Records from a dataset
_ _ _

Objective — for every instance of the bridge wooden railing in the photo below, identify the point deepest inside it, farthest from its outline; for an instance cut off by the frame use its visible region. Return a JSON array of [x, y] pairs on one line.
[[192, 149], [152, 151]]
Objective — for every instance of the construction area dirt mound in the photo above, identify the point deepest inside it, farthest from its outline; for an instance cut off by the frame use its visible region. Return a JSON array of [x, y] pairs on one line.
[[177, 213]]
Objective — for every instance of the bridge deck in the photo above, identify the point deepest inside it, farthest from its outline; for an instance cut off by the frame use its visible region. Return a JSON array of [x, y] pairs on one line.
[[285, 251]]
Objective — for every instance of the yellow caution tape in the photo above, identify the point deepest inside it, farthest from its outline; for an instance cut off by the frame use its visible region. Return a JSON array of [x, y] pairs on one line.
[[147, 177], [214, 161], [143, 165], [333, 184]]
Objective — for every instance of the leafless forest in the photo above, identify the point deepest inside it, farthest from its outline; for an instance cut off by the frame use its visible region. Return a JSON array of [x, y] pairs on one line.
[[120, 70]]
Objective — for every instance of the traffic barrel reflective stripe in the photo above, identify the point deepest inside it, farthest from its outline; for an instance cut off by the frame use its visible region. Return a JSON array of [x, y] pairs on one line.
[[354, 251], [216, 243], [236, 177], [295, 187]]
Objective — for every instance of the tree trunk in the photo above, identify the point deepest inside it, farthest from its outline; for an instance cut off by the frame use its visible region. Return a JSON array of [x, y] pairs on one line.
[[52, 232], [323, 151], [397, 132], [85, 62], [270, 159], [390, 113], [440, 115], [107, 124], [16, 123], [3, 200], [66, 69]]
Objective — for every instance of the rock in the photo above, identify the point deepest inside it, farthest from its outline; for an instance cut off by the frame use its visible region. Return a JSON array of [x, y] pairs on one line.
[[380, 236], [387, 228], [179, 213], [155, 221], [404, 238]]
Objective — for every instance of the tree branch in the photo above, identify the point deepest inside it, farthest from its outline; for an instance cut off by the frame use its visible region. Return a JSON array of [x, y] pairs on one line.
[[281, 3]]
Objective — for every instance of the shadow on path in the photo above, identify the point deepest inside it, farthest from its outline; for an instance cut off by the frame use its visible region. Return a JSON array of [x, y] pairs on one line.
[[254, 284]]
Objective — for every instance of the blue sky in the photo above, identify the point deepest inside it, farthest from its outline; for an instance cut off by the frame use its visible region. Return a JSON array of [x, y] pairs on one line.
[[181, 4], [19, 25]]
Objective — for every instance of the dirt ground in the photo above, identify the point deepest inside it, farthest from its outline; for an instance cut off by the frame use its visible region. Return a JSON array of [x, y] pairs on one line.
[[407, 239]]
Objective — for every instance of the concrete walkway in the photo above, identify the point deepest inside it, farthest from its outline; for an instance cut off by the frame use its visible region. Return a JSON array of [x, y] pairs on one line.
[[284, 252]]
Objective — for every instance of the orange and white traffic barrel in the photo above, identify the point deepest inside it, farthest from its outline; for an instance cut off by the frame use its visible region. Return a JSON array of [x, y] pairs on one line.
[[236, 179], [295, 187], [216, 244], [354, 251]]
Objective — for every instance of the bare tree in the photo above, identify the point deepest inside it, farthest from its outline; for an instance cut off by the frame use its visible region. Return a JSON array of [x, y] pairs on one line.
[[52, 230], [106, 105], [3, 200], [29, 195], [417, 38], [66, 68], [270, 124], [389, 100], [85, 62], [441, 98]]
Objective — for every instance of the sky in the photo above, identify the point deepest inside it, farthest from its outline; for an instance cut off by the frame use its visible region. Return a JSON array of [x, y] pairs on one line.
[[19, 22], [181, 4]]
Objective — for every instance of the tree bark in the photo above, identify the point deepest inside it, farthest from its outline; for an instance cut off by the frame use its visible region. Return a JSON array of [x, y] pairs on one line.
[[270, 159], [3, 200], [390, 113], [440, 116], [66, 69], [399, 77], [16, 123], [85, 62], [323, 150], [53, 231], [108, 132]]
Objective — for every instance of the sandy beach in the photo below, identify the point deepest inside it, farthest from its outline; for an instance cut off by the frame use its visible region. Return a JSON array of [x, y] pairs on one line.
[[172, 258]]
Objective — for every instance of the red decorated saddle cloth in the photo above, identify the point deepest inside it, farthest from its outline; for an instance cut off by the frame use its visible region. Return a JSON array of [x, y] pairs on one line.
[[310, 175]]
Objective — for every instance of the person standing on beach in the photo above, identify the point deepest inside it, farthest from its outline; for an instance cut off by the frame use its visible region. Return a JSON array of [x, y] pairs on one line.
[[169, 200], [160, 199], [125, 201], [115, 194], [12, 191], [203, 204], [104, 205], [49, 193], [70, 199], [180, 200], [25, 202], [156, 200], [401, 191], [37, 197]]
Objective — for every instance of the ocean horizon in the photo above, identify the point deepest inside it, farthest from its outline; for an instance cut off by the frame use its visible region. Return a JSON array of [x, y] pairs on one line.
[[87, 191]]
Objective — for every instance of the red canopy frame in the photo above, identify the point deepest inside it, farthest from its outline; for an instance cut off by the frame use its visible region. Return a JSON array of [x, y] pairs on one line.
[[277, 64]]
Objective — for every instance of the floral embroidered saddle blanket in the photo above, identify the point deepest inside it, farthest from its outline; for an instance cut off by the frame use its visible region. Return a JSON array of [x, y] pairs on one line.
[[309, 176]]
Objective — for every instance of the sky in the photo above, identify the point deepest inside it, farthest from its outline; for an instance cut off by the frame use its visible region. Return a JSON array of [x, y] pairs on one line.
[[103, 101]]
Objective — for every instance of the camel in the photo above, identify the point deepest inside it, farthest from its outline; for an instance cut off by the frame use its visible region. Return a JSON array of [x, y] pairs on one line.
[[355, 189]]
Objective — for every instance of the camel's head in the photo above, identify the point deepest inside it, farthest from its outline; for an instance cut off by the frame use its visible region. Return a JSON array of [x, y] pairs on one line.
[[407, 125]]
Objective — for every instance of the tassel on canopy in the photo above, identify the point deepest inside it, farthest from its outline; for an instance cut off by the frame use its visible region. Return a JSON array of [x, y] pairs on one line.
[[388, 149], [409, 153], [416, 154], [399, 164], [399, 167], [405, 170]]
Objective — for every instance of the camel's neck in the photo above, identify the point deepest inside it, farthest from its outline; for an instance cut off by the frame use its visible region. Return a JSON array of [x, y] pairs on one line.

_ _ _

A full, exact copy of the entries is required. Return it.

Objective — for every instance of the bridge wooden railing in the photo below, identify the point deepest inside it, farthest from its outline; for an instance cut off by the frame use its visible region. Return a JSON array of [x, y] pairs on one line.
[[192, 149], [152, 151]]
Objective — for every instance of the construction area dirt mound in the photo above, identify the point deepest inside it, farthest from its outline; for an instance cut off by the frame use its visible region. Return a JSON array of [x, y] pairs on one line.
[[177, 213]]
Objective — for every instance of the bridge deck in the photo above, identify the point deepest inside it, farthest from its outline; for an instance cut off by the frame use its visible region. Return a JSON array of [x, y] pairs on one line.
[[285, 251]]
Objective — for every instance of the yellow caution tape in the photo above, identify the point deepest inside it, farthest from its outline; for an instance cut off by the frame use its visible region. Return a JSON array of [x, y] pairs on one line.
[[147, 177], [214, 161], [143, 165], [333, 184]]
Objective — for every instance of the leafless forest in the photo above, identify the point deepest inside it, farthest from its outline; for an instance cut off by the frame use its visible region. Return a JSON array of [x, y] pairs on one line.
[[120, 70]]
Objective — for every instance of the traffic barrel reflective stripe in the photo above, identify the point deepest inside it, farthest from its outline; for an instance cut off by the frame use its visible region. Return a JSON array of [x, y] pairs on one line.
[[354, 251], [216, 243], [236, 177], [295, 187]]
Objective — for every instance of the tree trunk in the photo above, identify the point deepest inside it, farthest from its outline; for an instance cut off by the frame use its visible region. Return a JSON array of [x, y] pairs on one line.
[[52, 232], [323, 151], [397, 132], [85, 62], [270, 159], [390, 113], [440, 115], [107, 124], [16, 123], [3, 200], [66, 69]]
Objective — for every instance of the rock in the photo above, identify the point deepest inside it, farthest from its outline; for an instance cut off by the frame use its visible region. Return a JSON array of [x, y] pairs on one line.
[[380, 236], [387, 228], [179, 213], [155, 221], [404, 238]]
Objective — for every instance of the tree branch in the photo above, identify the point deepest inside it, farthest from its outline; for an instance cut off by the frame use its visible region. Return a JSON array of [x, y] pairs on one line.
[[281, 3]]
Objective — for every instance of the shadow on path in the photo above, identify the point deepest inside it, farthest from its outline; for an instance cut off by the frame use its visible region. Return a JSON array of [x, y] pairs on one line.
[[254, 284]]
Objective — for every instance of the blue sky in the photo above, identify the point deepest inside it, farthest from its outline; for an instance cut off by the frame use its visible region. Return a JSON array of [x, y] pairs on one line.
[[181, 4], [19, 25]]
Objective — for every instance of the dirt ground in the photo above, identify the point deepest inside it, farthest from its outline; for an instance cut off by the frame use its visible region. Return a JSON array of [x, y] pairs on one line.
[[407, 239]]
Objective — for every instance of the concrete walkway in the photo above, identify the point deepest inside it, farthest from its outline; for an instance cut off by the frame use its visible region. Return a JSON array of [x, y] pairs on one line.
[[284, 252]]
Objective — for every instance of the orange and white traffic barrel in the photo above, identify the point deepest inside it, farthest from its outline; for an instance cut off by the frame use its visible region. Return a JSON array of [x, y] pairs on one line.
[[236, 179], [295, 187], [216, 244], [354, 251]]
Objective — for every instance of the bare tree in the photo above, identify the point deepest inside it, farthest from its outline; for an instance cut off by the frame use its visible region. Return a JSON array of [x, y] pairs on one line.
[[52, 230], [106, 105], [3, 200], [29, 195], [417, 38], [66, 68], [270, 124], [389, 100], [85, 62], [441, 98]]
Objective — for every instance of the sky in the photo above, identify the point deepest inside it, farthest from its outline; for an instance cut off by the frame use its visible region. Return a JSON array of [x, y] pairs on one line.
[[19, 22], [181, 4]]
Objective — for every instance of the tree bark in the photo above, identify the point deepest inside it, farthest from its outline; for an instance cut off by the frame use its visible region. Return a JSON array of [x, y] pairs on one line.
[[270, 159], [3, 200], [390, 113], [440, 116], [66, 69], [399, 77], [16, 123], [85, 62], [323, 150], [53, 231], [108, 132]]
Objective — for every instance of the sandy beach in the photo below, identify the point deepest inside it, farthest from its outline; for an instance cut off by the frame use its visible region. Return a JSON array of [x, y] pairs on one line.
[[172, 258]]
Objective — for every instance of the red decorated saddle cloth in the photo above, identify the point deepest inside it, farthest from its outline; for an instance cut off by the frame use its visible region. Return a JSON array of [x, y] pairs on one line.
[[310, 175]]
Objective — for every instance of the person standing on beach in the photo above, identify the point deepest inside it, farthest from its outline; for an instance cut off by the frame use its visible region. Return a JSON array of [x, y] pairs on one line.
[[169, 200], [160, 199], [125, 201], [115, 194], [12, 191], [203, 204], [104, 205], [49, 193], [70, 199], [180, 200], [25, 202], [156, 200], [401, 191], [37, 197]]
Objective — for every instance of the ocean horizon in the photo above, identify the point deepest inside it, farthest from its outline; for an instance cut off by the frame use its visible region. Return a JSON array of [x, y] pairs on one line.
[[87, 191]]
Objective — for every instance of the red canopy frame in the photo above, identify the point deepest inside it, farthest from its outline; for an instance cut off by the frame use its visible region. Return a JSON array of [x, y] pairs on one line.
[[277, 64]]
Objective — for every instance of the floral embroidered saddle blanket in the photo above, identify the point deepest inside it, farthest from its outline; for an instance cut off by the frame use its visible region. Return a JSON array of [x, y] pairs on one line.
[[309, 176]]
Objective — for every instance of the sky in the photo above, identify the point deepest inside it, farthest from its outline; for an instance cut off by the frame use its visible region. Return a JSON array of [x, y] pairs on one line.
[[103, 101]]
Objective — for every instance of the camel in the photo above, identify the point deepest inside it, farthest from its outline; for an instance cut off by the frame use its visible region. Return a JSON array of [x, y] pairs on one line.
[[355, 189]]
Objective — for every instance of the camel's head in the photo above, identify the point deepest inside it, farthest from its outline; for an instance cut off by the frame use its visible region. Return a JSON array of [x, y] pairs on one line.
[[407, 125]]
Objective — for every instance of the tassel on canopy in the photo above, identify the point deepest inside it, farthest from its outline; for an instance cut off by the frame use its visible region. Return a JSON array of [x, y] pairs on one line.
[[388, 149], [409, 153], [416, 154], [399, 164], [399, 167], [405, 170]]
Objective — for every instance of the camel's neck in the photo above, identify the point deepest inside it, farthest from its outline; for an instance cut off by the frame use its visible region. Return a JSON array of [x, y] pairs on one line.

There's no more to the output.